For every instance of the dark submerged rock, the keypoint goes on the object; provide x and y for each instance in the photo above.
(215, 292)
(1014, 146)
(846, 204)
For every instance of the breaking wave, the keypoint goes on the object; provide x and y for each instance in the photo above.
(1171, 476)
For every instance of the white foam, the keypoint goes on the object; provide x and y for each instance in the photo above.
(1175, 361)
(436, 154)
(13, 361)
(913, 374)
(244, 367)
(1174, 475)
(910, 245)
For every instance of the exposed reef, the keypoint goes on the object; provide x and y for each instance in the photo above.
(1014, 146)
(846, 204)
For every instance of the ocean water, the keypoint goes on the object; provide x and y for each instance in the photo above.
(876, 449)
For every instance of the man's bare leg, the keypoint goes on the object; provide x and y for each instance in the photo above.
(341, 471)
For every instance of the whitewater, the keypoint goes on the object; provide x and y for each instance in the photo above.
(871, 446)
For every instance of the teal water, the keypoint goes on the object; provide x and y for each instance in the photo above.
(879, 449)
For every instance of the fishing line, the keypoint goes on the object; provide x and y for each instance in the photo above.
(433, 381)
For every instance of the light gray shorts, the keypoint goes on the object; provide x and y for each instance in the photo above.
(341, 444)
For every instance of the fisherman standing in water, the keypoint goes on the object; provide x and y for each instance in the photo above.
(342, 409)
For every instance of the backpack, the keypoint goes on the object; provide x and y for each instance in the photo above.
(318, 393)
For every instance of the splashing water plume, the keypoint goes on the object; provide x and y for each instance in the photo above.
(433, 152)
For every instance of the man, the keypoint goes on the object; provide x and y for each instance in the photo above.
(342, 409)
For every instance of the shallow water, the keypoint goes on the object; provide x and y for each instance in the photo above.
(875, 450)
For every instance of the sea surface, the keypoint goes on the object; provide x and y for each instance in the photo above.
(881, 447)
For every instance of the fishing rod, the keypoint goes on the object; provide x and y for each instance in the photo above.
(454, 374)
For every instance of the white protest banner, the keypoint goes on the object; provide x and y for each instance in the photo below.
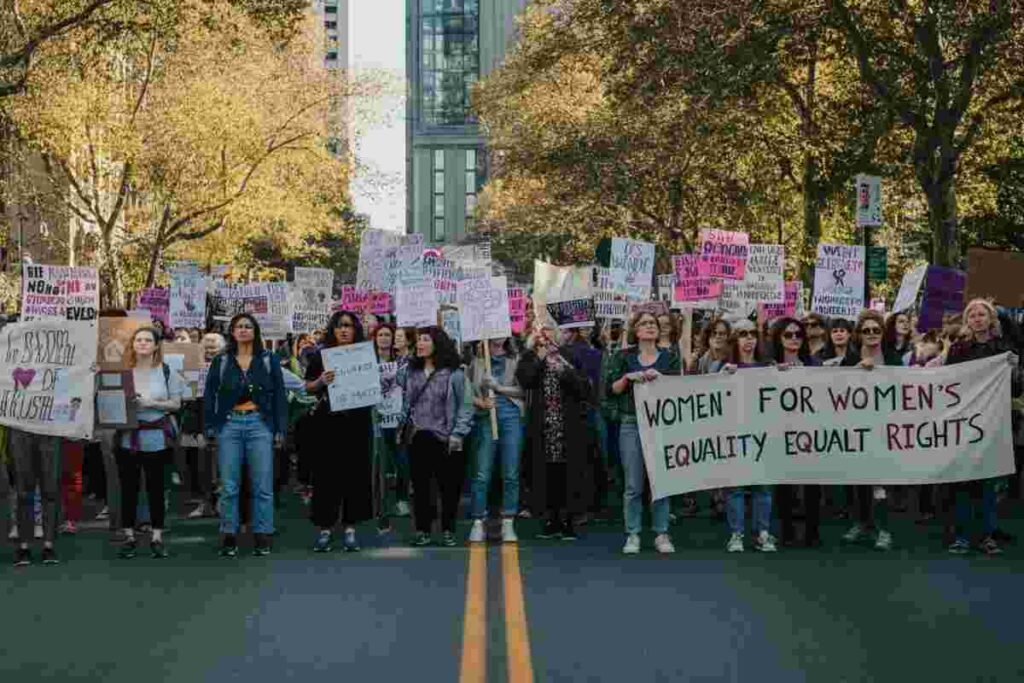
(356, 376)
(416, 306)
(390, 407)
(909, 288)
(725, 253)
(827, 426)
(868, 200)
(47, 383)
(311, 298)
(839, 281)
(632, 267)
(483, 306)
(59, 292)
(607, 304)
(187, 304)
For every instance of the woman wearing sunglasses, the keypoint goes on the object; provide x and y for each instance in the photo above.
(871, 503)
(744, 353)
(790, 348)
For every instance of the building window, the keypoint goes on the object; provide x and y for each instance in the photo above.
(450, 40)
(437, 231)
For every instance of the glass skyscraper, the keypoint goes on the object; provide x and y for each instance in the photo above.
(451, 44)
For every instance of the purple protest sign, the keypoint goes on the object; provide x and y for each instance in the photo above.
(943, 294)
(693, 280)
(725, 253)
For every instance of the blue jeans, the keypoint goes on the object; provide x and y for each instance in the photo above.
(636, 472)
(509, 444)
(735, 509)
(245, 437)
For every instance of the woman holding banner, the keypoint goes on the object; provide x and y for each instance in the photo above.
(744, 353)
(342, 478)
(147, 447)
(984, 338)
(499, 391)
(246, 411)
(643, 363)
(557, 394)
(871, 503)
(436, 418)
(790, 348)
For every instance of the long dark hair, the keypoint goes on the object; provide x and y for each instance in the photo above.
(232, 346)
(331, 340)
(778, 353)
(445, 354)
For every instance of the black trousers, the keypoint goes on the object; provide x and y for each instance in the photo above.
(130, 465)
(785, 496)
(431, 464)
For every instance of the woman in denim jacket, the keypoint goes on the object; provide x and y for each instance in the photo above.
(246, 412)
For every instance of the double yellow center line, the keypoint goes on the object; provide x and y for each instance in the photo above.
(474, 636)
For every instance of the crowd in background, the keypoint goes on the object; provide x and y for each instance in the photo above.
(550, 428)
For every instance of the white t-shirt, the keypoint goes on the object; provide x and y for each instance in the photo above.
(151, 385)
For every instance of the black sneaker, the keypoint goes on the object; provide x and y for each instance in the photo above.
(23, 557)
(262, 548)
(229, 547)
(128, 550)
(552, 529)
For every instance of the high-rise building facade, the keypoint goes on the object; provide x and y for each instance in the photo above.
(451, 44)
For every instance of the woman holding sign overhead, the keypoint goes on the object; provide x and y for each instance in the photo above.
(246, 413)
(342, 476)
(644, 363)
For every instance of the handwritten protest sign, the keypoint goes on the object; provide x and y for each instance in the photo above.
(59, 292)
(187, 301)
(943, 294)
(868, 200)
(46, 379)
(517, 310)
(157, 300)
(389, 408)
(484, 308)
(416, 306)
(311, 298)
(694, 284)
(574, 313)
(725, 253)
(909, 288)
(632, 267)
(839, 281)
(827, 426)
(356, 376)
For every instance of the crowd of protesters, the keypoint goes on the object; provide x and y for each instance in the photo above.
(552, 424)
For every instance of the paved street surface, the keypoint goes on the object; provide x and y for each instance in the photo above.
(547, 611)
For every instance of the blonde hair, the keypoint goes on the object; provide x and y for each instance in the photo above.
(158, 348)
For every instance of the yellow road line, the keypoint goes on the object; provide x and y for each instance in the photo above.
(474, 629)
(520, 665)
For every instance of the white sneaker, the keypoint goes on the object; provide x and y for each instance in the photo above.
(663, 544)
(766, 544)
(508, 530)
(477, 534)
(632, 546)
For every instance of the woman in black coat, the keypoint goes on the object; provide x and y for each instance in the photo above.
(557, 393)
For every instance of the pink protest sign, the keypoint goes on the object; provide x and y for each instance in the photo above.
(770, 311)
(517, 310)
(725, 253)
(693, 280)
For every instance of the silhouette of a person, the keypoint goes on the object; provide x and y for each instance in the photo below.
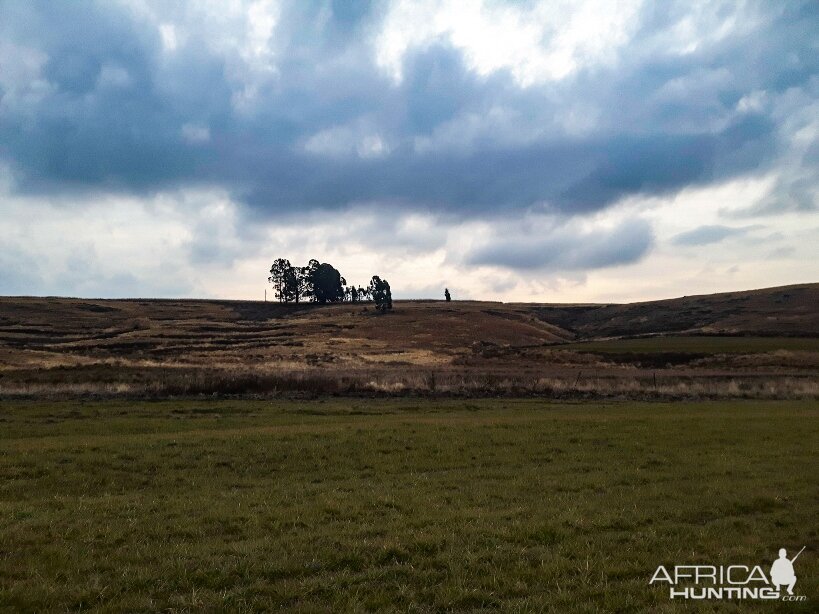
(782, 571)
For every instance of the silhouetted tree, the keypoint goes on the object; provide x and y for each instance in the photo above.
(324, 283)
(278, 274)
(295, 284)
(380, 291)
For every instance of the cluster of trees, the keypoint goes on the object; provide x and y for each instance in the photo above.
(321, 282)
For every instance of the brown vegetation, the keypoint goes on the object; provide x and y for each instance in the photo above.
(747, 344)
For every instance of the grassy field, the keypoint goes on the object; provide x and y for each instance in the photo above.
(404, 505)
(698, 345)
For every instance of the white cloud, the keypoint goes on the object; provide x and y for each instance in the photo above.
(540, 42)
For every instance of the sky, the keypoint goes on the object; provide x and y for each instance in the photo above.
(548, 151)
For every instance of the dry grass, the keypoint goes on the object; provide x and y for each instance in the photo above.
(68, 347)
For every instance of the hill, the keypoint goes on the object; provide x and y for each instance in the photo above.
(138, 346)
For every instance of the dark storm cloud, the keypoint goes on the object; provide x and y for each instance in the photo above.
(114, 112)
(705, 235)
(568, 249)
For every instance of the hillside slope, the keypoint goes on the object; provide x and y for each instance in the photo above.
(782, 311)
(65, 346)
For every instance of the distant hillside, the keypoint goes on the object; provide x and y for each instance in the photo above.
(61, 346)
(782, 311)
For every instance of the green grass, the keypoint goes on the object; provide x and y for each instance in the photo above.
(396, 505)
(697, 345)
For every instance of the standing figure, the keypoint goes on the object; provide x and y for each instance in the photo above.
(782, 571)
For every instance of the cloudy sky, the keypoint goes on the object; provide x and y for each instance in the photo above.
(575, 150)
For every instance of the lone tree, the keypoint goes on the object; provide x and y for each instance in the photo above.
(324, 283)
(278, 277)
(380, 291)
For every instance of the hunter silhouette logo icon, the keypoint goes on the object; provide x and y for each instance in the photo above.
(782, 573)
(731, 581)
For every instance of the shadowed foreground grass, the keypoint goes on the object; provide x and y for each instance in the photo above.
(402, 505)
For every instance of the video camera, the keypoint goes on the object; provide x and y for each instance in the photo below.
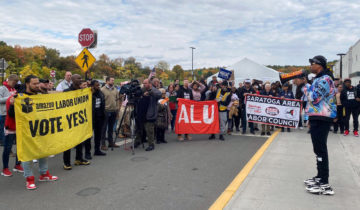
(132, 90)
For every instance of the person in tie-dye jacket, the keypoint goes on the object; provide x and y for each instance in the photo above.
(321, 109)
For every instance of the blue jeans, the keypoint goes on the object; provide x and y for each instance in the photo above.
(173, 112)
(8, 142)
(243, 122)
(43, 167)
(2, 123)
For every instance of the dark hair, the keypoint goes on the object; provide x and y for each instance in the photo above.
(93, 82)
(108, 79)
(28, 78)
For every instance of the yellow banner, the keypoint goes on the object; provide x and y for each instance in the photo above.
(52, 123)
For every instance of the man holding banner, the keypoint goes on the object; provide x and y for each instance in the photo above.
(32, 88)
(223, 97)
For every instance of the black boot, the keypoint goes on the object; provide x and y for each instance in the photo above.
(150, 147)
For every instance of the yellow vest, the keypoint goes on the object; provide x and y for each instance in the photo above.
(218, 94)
--
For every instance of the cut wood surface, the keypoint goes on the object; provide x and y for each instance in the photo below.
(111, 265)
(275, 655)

#### Exercise aim
Show every line of the items above that contains the word "crowd", matching case exactly.

#### Solution
For every instance of the crowd in background, the keypoint goes on the object; provide x and y for each instance in the photo above.
For every instance of the crowd of protesters, the keypoint goes on the object; provide x and y for each instance in the photo above.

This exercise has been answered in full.